[Excerpted text]
Lecture 3

Julia Schedler

Recap

  • Visualizing time series
  • Research questions involving time series
  • Mean and covariance functions
  • Moving average examples
  • Almost got to stationarity

Today

  • Decomposing a time series

  • Stationarity

  • Autocorrelation function

  • Time series regression

First “participation” grade

  • confirm you are good to opt in or out of the textbook, you have to do it by Oct 2 so do it on Oct 1 (tomorrow).

Lecture Template

  • Download “Lecture3Template.qmd” from Canvas
  • has some basic document structure set up to make it easier to follow along in lecture :)

Another time series model

Similar to the signal plus noise model,

\[ X_t = T_t + S_t + W_t \]

  • \(T_t\) is the trend component
  • \(S_t\) is the seasonal component
  • \(W_t\) is the error component

The r function stats::decompose will split a time series \(X_t\) into these three components.

Activity 1

library(astsa)

## use the decompose function on the jj series
jj_decomp <- ## your code here
  
## plot the decomposition
## your code here
  1. Use the decompose function on the jj series.

  2. Match the terms in the equation on the previous slide to each of the components in the chart

  3. Describe the trend.

  4. Does the bottom plot (“error”) look like white noise?

  5. Look at the documentation for the decompose function. Can you determine how the “trend” component was computed?

Activity 1 (solution)

Code
library(astsa)

## use the decompose function on the jj series
jj_decomp <- decompose(jj)

## plot the decomposition
plot(jj_decomp)

Activity 2

Recall the (sinusoidal) signal plus noise model: \[ w_t \sim \text{iid } N(0, \sigma^2_w)\\ x_t = 2\cos\left (\frac{2\pi t}{50} - .6\right) + w_t \]

  1. Simulate 500 observations from the signal plus noise model
  2. Apply the decompose function. Does the error portion look like white noise?

Hint: The below code gives an error. Compare the “frequency” of the jj series. Can you figure out how to use the ts function to specify the correct frequency?

set.seed(2024)
cs = 2*cos(2*pi*(1:500)/50 + .6*pi)
w  = rnorm(500,0,1)
x_t = cs + w

plot(decompose(x_t))

Activity 2 (solution)

Code
set.seed(2024)
cs = 2*cos(2*pi*(1:500)/50 + .6*pi)
w  = rnorm(500,0,1)
x_t = ts(cs + w, frequency = 50)

plot(decompose(x_t))

Comparing “math perspective” to “data perspective”

\[ w_t \sim N(0, \sigma^2_w), t = 1, \dots, n\\ x_t = 2\cos\left (\frac{2\pi t}{50} - .6\right) + w_t \]

cs = 2*cos(2*pi*(1:500)/50 + .6*pi)
w  = rnorm(500,0,1)
x_t = ts(cs + w, frequency = 50)

plot(decompose(x_t))

Does this function give us an estimate of the form of the mean function?

Motivating Stationarity

Review: autocovariance function

Error covariance at different time points

Error Covariance at Different Time Points (time dependence)

Stationarity

A time series is stationary if

  • the mean function (\(\mu_t\)) is constant and does not depend on time \(t\)

[What to work on] Reproduce the passage of the time series lecture notes above between "4. Does the" and "plot(jj_decomp)", inclusive.

[Entries shown]

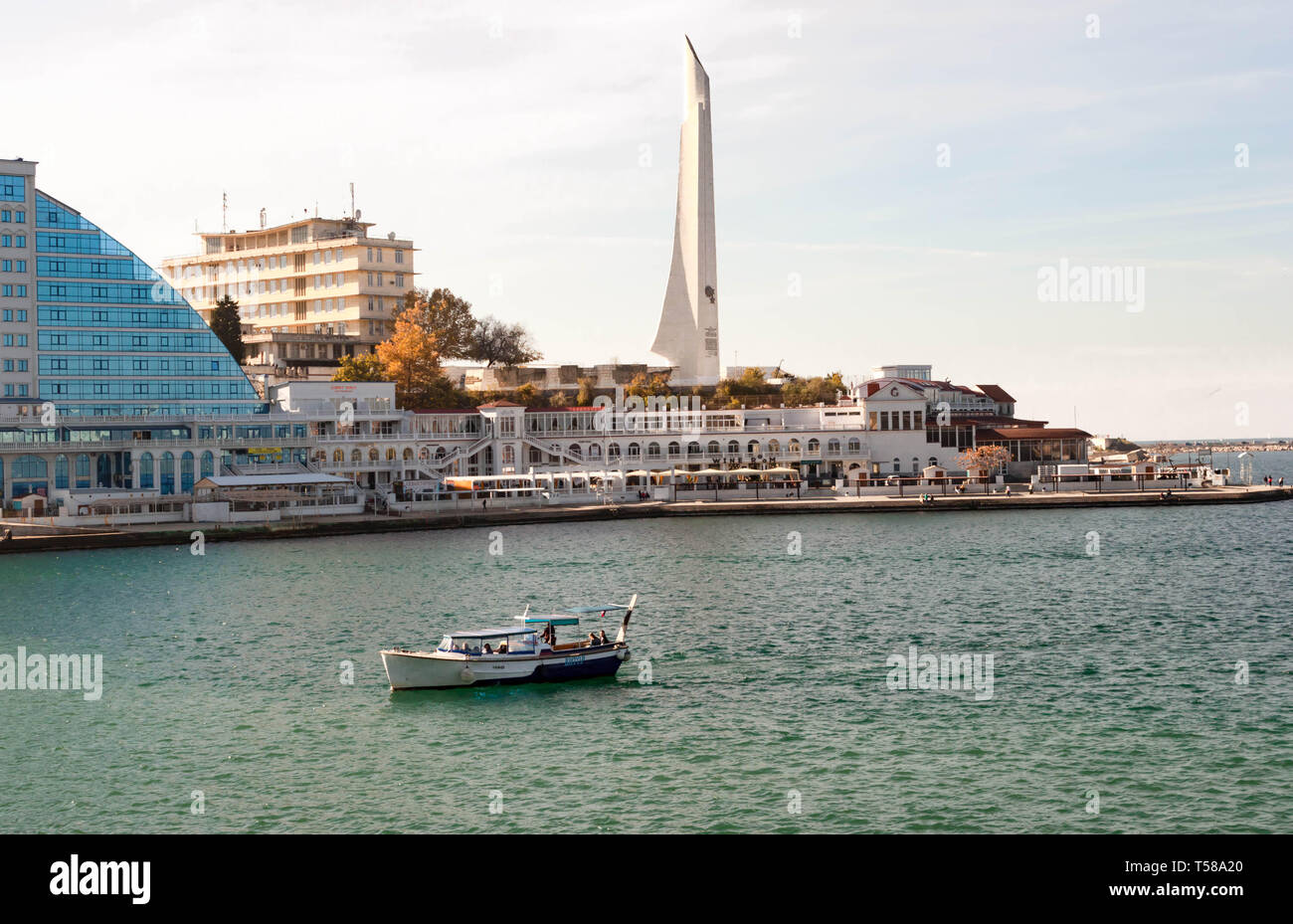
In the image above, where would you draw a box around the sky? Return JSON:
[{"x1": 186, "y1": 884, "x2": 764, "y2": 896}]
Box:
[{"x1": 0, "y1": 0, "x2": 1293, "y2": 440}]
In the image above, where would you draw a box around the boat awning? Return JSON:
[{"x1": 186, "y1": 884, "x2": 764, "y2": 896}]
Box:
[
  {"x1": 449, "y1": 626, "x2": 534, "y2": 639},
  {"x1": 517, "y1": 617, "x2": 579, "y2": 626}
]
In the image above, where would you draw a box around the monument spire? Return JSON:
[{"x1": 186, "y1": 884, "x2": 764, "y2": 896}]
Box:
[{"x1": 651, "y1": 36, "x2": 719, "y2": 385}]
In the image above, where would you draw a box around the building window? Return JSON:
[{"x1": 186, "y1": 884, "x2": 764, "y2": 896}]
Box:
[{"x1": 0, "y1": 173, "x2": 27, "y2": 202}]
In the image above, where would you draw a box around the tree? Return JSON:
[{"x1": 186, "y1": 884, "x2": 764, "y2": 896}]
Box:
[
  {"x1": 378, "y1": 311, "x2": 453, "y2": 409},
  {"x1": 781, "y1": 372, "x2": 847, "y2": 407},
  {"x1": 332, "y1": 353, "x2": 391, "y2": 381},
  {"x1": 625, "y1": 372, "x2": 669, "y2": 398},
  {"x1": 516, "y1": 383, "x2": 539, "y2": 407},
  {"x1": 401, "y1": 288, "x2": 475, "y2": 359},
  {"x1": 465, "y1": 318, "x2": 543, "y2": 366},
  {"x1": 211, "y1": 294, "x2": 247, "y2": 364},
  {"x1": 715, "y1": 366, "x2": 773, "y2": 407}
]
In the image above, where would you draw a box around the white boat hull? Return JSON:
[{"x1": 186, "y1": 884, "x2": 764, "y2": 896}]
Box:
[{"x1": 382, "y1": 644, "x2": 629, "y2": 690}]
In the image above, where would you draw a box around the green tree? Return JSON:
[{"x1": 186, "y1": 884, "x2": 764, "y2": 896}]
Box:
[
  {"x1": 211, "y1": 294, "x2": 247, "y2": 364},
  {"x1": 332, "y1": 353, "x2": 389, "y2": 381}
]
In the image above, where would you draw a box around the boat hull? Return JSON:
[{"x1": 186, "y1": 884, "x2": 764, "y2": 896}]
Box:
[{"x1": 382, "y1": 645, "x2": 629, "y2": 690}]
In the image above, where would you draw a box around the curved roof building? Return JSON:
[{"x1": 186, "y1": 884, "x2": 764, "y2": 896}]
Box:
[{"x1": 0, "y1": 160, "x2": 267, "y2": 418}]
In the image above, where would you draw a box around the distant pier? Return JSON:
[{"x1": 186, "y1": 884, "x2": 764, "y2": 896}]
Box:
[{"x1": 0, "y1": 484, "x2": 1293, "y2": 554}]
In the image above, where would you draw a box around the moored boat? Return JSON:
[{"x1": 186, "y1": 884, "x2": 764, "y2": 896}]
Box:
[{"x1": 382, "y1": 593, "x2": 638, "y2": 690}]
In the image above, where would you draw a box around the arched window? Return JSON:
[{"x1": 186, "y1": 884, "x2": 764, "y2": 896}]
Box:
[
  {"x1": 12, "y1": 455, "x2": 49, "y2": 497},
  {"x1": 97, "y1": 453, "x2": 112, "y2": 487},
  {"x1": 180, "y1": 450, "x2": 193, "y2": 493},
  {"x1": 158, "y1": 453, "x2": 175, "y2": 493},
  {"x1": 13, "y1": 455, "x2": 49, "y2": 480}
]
* * *
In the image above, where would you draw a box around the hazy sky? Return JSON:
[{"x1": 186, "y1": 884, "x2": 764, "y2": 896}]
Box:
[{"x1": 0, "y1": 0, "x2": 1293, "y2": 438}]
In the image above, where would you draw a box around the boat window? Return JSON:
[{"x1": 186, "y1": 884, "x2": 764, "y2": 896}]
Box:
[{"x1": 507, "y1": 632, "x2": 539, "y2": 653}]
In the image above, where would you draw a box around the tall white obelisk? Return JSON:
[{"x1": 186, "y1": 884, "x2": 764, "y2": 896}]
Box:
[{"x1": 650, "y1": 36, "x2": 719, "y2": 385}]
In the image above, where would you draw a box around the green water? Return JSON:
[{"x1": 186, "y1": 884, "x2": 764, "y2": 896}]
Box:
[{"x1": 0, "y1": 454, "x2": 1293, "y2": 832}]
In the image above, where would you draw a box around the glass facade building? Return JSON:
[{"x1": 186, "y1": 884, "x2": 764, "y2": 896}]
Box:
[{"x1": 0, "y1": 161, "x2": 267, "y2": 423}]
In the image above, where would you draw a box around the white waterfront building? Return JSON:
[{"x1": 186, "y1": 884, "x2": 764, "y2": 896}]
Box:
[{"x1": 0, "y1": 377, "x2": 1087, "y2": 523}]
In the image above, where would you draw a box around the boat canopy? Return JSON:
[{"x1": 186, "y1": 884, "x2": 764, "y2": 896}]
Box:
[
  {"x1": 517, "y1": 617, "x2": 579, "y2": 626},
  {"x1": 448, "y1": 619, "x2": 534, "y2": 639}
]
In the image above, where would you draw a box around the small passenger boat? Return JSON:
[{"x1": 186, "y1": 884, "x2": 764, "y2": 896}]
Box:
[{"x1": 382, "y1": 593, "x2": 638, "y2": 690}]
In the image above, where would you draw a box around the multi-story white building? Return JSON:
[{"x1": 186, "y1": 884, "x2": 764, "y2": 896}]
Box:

[Written solution]
4. Does the bottom plot (“error”) look like white noise?

  5. Look at the documentation for the decompose function. Can you determine how the “trend” component was computed?

Activity 1 (solution)

Code
library(astsa)

## use the decompose function on the jj series
jj_decomp <- decompose(jj)

## plot the decomposition
plot(jj_decomp)